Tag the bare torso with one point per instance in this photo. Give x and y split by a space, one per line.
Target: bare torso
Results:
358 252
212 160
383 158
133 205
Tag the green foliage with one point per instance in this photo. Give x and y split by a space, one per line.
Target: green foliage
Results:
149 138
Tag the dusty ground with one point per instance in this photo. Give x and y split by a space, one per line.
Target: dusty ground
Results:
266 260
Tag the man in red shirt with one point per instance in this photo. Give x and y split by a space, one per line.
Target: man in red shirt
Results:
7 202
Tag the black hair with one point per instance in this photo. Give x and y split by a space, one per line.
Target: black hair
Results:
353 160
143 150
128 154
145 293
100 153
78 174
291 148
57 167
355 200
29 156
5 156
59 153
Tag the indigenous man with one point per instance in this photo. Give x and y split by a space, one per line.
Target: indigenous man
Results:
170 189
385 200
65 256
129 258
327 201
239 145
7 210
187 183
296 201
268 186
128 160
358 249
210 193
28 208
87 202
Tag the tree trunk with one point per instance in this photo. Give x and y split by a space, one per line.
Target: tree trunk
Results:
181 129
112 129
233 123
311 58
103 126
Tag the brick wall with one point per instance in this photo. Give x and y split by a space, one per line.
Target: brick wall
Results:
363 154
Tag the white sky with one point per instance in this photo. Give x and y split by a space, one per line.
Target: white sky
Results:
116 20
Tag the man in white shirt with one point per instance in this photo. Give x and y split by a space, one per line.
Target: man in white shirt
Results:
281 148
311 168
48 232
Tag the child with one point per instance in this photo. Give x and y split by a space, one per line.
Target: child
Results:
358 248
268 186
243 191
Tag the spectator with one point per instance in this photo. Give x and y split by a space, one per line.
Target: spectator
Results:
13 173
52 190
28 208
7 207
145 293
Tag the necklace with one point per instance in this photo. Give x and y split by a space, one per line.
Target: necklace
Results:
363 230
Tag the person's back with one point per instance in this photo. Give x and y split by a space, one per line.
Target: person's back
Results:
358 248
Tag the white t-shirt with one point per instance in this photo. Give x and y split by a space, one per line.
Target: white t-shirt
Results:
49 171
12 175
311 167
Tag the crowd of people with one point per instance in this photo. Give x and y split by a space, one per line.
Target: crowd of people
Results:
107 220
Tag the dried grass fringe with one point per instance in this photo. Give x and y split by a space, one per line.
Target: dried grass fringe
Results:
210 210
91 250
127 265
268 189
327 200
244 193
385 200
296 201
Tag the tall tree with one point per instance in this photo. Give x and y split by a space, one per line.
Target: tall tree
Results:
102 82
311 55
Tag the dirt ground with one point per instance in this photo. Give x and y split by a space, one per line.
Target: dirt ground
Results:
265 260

- - - - -

#### Written task:
Lay out all of the entries above as a two-column CSV with the header row input,output. Give one row per entry, with the entry's text under input and its answer under output, each in a single quoted field with line breaks replaced by spaces.

#### Complete response:
input,output
"Tag the bare torso with one point per instance in this photo. Give x and y split by a space, one per line. Target: bare torso Results:","358 252 212 160 383 158 133 205"
"Tag the green foliage with one point per instance in this photo. Give x and y split by a space, one per line. Target: green foliage Results:","149 138"
"Tag the dusty ground with one point per instance in this photo. Give x and y split by a space, one per line. Target: dusty ground Results:","266 260"
"Tag the man in red shirt with one point per instance in this photo. Give x and y split by a space, one per line. Target: man in red shirt Results:","7 202"
"Tag the black hair with one point per instance in this photo. Give x and y split by a space, one per line. Target: black hair Results:","353 160 143 150 128 154 145 293 100 153 78 174 291 148 57 167 355 200 29 156 5 156 59 153"
"Tag the indigenous man with one point per instance in this photo. Give x and y split by a space, one per line. Target: indigenous man Results:","170 189 385 200 65 256 129 258 327 201 239 145 7 210 187 183 296 201 268 186 128 160 358 249 210 193 28 208 87 202"
"Tag the tree trunk with one point per instance in this photo. Give x and y split by a space, one per line. Target: tree trunk Results:","181 129 112 129 233 123 311 58 103 126"
"Tag the brick wall with one point per instance in this photo. Give x and y split by a space, one per line. Target: brick wall Results:","363 154"
"Tag the white sky with one point per instance in this photo. Give x and y split by a space, one per line. Target: white sky Results:","116 20"
"Tag the man in white shirt with one point per instance in this photo. Give x and y split by a space, one per line. Target: man in white shirt Results:","281 148 311 168 48 232"
"Tag the child with one point per instance in this photo. Give x and y split by a space, one per line. Target: child Results:","358 248 268 186 243 191"
"Tag the spectator with one point per instance in this photo. Give x and y split by a space, one per line. Target: spectator Results:","13 173 52 190 28 208 7 207 145 293"
"Tag the necklace with one point per instance in this photo. Give x and y split by a space, one per line. Target: necklace Results:","363 230"
"Tag the person's back with one point per instance in this photo. Give x and y split by a space, one per line. Target: person's back Results:","358 248"
"Tag the white t-shirt with one point per instance in this photo. Give x and y split by a space, one per line. Target: white t-shirt Results:","49 171 12 175 311 167"
"Tag the crowd of people with one point per instance in this photo. Give x and y split by a space, one per line. Target: crowd of people Results:","107 220"
"Tag the dried grass fringe with one point per instance in this photo. Give x and y split by a space, one per line. Target: dried grass fringe Results:","210 210 91 250 127 265 268 189 327 200 244 193 385 200 296 201"
"Tag the tall tree with one point per instance in this photo. Give x and y split by a space, one per line. Target: tall tree Results:","102 82 311 55"
"Tag the dirt ground with one point per instance in this photo. Give x and y split by a space, one per line. Target: dirt ground Results:","265 260"